Cuando se manifiesta esta supervivencia, toma el nombre de fama. Las
traducciones que son algo más que comunicaciones surgen cuando una obra
sobrevive y alcanza la época de su fama. Por consiguiente, las traducciones no
son las que prestan un servicio a la obra, como pretenden los malos traductores,
sino que más bien deben a la obra su existencia. La vida del original alcanza en
ellas su expansión póstuma más vasta y siempre renovada.
Esta
expansión es como la de una vida peculiar y superior y se halla determinada por
un objetivo peculiar y superior. Vida y objetivo: su relación aparentemente
evidente y que sin embargo casi se sustrae al conocimiento, se revela sólo si
esa finalidad para la cual colaboran todos los objetivos singulares de la vida
no es a su vez buscada en la esfera misma de la vida, sino en una esfera
superior. En último término, todos los fenómenos vitales y su objetivo, no sólo
son útiles para la vida, sino también para expresar su esencia y para subrayar
su importancia. La traducción sirve pues para poner de relieve la íntima
relación que guardan los idiomas entre sí. No puede revelar ni crear por si
misma esta relación íntima, pero sí puede representarla, realizándola en una
forma embrionaria e intensiva. Y precisamente esta representación de un hecho
indicado mediante el tanteo, que es el germen de su creación, constituye una
forma de representación muy peculiar que apenas aparece fuera del ámbito de la
vida idiomática, pues ésta encuentra en las analogías y los signos otros medios
de expresión distintos del intensivo, es decir, la realización previa y alusiva.
Pero este vínculo imaginado e íntimo de las lenguas es el que trae consigo una
convergencia particular. Se funda en el hecho de que las lenguas no son extrañas
entre sí, sino a priori, y prescindiendo de todas las relaciones históricas,
mantienen cierta semejanza en la forma de decir lo que se proponen. En todo
caso, como consecuencia de este intento de explicación el análisis parece
desembocar de nuevo en la teoría tradicional de la traducción, después de haber
dado unos rodeos inútiles. Si el parentesco de los idiomas ha de confirmarse en
las traducciones, ¿cómo puede hacerlo, si no es transmitiendo con la mayor
exactitud posible la forma y el sentido del original? Naturalmente, esta teoría
no podría expresar el concepto de dicha exactitud, ya que no lograría justificar
lo que es esencial en una traducción. Ahora bien, el parentesco entre los
idiomas aparece en una traducción de manera más intensa y categórica que en la
semejanza superficial e indefinible de dos obras literarias. Para comprender la
verdadera relación entre el original y la traducción hay que partir de un
supuesto, cuya intención es absolutamente análoga a los razonamientos, en los
que la crítica del conocimiento ha de demostrar la imposibilidad de establecer
una teoría de la copia. Si allí se probara que en el conocimiento no puede
existir la objetividad, ni siquiera la pretensión de ella, si sólo consistiera
en reproducciones de la realidad, aquí puede demostrarse que ninguna traducción
sería posible si su aspiración suprema fuera la semejanza con el original.

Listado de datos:
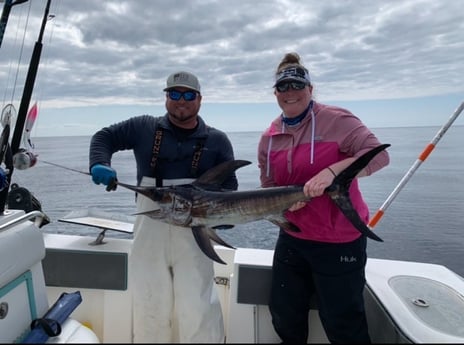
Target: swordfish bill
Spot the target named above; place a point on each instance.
(204, 207)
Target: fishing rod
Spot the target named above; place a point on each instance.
(65, 167)
(13, 148)
(422, 157)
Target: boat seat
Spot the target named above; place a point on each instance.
(23, 293)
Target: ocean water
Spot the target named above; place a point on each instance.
(422, 223)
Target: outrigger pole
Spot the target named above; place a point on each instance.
(5, 15)
(24, 105)
(422, 157)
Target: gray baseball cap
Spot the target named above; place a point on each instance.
(182, 79)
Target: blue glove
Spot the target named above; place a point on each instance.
(104, 174)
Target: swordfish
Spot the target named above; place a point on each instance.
(203, 207)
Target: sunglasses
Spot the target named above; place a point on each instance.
(177, 95)
(296, 85)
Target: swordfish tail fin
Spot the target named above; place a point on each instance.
(339, 191)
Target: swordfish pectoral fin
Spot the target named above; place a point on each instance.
(344, 204)
(339, 191)
(203, 239)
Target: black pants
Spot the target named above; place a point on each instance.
(335, 272)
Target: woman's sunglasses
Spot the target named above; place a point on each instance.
(296, 85)
(177, 95)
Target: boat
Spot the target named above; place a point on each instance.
(406, 302)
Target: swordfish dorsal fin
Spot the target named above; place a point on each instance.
(339, 191)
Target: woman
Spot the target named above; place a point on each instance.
(309, 144)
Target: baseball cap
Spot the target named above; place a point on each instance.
(182, 79)
(294, 73)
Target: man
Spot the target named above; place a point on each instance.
(175, 299)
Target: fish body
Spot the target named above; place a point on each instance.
(204, 207)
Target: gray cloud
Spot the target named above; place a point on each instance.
(98, 52)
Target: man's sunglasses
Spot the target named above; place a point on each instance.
(177, 95)
(296, 85)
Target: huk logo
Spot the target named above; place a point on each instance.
(347, 259)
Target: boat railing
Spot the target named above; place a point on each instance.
(38, 216)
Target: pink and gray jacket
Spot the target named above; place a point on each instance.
(291, 155)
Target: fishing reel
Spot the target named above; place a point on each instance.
(20, 198)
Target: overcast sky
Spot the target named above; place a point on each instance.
(392, 63)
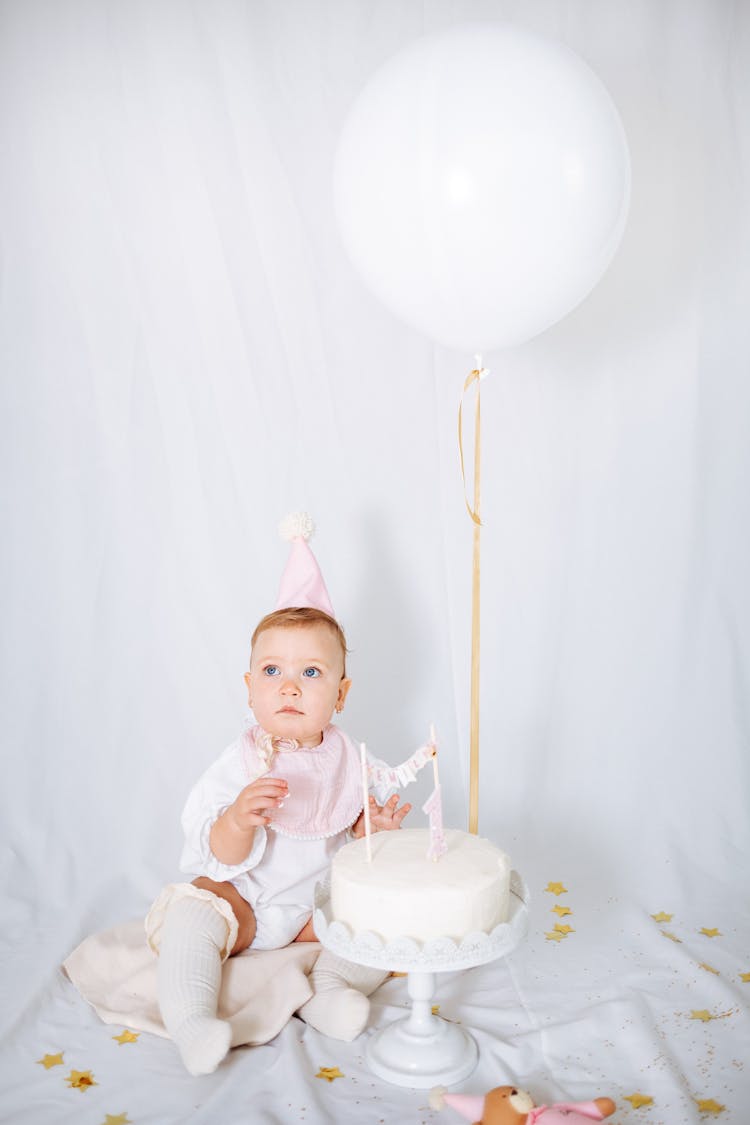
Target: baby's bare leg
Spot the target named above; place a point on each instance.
(243, 911)
(307, 933)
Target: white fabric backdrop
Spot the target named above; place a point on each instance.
(187, 354)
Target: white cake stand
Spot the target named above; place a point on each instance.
(422, 1050)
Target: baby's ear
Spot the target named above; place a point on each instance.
(343, 691)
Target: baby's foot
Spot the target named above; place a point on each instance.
(341, 1013)
(202, 1043)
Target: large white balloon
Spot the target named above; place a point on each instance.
(481, 183)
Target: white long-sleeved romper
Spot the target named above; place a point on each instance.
(289, 856)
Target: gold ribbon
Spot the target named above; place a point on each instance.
(473, 377)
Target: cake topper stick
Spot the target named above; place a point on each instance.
(434, 809)
(366, 800)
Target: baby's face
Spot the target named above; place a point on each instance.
(295, 681)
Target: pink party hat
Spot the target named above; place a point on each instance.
(470, 1106)
(301, 582)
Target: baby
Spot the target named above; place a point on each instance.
(262, 825)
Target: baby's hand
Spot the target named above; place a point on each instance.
(252, 807)
(388, 816)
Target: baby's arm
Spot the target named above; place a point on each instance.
(382, 817)
(232, 835)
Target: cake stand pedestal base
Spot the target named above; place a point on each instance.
(422, 1050)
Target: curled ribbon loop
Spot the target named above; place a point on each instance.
(473, 376)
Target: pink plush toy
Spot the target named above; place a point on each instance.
(506, 1105)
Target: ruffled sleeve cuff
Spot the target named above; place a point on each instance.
(197, 857)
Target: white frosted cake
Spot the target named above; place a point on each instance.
(403, 893)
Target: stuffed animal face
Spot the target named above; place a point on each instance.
(506, 1105)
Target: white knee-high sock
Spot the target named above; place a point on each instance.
(189, 978)
(340, 1006)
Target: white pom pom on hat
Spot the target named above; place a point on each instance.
(301, 582)
(297, 525)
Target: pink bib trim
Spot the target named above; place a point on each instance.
(325, 782)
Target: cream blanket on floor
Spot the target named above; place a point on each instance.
(116, 972)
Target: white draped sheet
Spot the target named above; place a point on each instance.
(186, 354)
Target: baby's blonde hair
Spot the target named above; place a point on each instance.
(296, 618)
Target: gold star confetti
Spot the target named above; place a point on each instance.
(80, 1080)
(330, 1073)
(708, 1106)
(52, 1061)
(638, 1100)
(556, 889)
(705, 1016)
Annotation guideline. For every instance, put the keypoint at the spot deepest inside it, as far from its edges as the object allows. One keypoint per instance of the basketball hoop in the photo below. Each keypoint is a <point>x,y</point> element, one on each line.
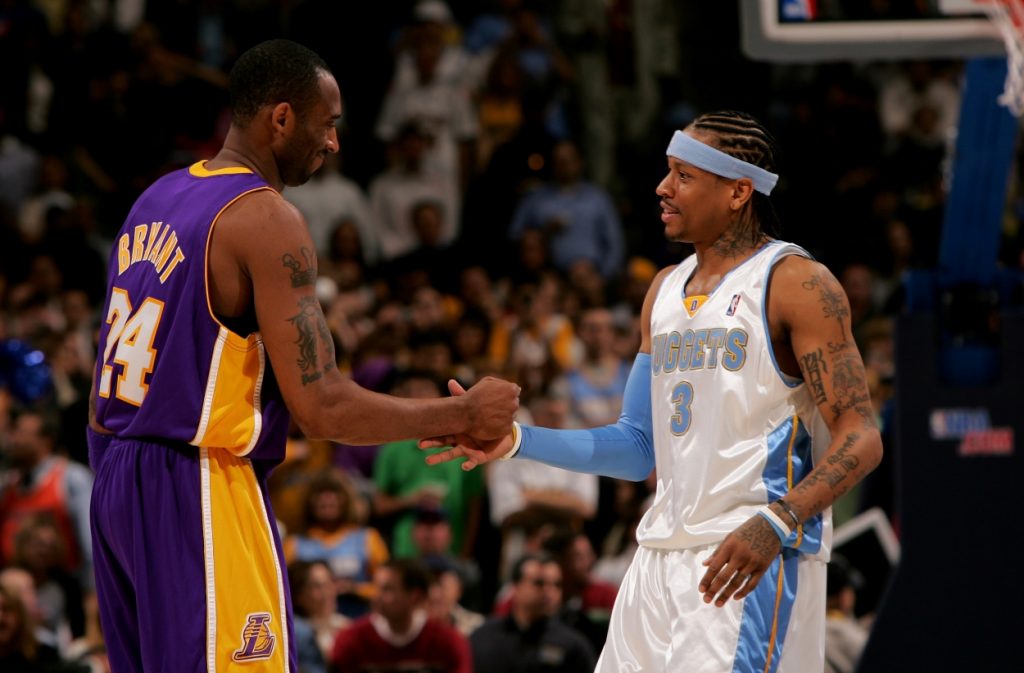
<point>1009,18</point>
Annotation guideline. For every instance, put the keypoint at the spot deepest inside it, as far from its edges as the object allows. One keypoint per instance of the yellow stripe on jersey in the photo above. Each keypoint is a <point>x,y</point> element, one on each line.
<point>199,169</point>
<point>246,618</point>
<point>788,472</point>
<point>693,302</point>
<point>231,416</point>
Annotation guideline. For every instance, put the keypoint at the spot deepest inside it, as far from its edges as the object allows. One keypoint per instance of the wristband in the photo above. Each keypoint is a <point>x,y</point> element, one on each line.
<point>781,530</point>
<point>788,510</point>
<point>516,442</point>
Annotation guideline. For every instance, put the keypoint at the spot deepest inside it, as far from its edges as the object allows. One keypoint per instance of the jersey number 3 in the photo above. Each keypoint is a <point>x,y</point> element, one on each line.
<point>682,397</point>
<point>130,340</point>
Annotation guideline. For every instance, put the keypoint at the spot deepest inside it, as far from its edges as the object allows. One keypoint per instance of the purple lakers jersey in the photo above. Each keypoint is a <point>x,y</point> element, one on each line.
<point>168,369</point>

→ **Tareas pendientes**:
• 1. En el fragmento, ¿qué adjetivos califican a «expansión» en la oración que termina con «siempre renovada»?
• 2. ¿Puedes poner en una lista JSON de cadenas, una por línea y sin las líneas en blanco, las filas comprendidas entre la línea que contiene "Target: white long-sleeved romper" y la que contiene "(340, 1006)", ambas incluidas?

→ **Lista de respuestas**:
• 1. póstuma, vasta, renovada

• 2.
[
  "Target: white long-sleeved romper",
  "Spot the target named above; place a point on each instance.",
  "(289, 856)",
  "Target: gold ribbon",
  "Spot the target named above; place a point on each instance.",
  "(473, 377)",
  "Target: cake topper stick",
  "Spot the target named above; place a point on each instance.",
  "(434, 809)",
  "(366, 800)",
  "Target: baby's face",
  "Spot the target named above; place a point on each instance.",
  "(295, 681)",
  "Target: pink party hat",
  "Spot the target named above; place a point on each instance.",
  "(470, 1106)",
  "(301, 582)",
  "Target: baby",
  "Spot the target named above; place a point on each instance.",
  "(262, 825)",
  "Target: baby's hand",
  "Spot the target named above; place a point on each instance.",
  "(252, 807)",
  "(388, 816)",
  "Target: baby's arm",
  "Spot the target named above; place a point on each instance.",
  "(382, 817)",
  "(232, 835)",
  "Target: cake stand pedestal base",
  "Spot the target named above; place a point on each instance.",
  "(422, 1050)",
  "Target: curled ribbon loop",
  "Spot the target named above; place a point on each instance.",
  "(473, 376)",
  "Target: pink plush toy",
  "Spot the target named above; place a point on each instance.",
  "(506, 1105)",
  "Target: ruffled sleeve cuff",
  "Spot the target named above; place a point on each instance.",
  "(197, 857)",
  "Target: white frosted cake",
  "Spot the target named above; place a point on each instance.",
  "(403, 893)",
  "Target: stuffed animal face",
  "Spot the target named above; place a point on each instance.",
  "(506, 1105)",
  "Target: white knee-high sock",
  "Spot the target named above; place a point on each instance.",
  "(189, 978)",
  "(340, 1006)"
]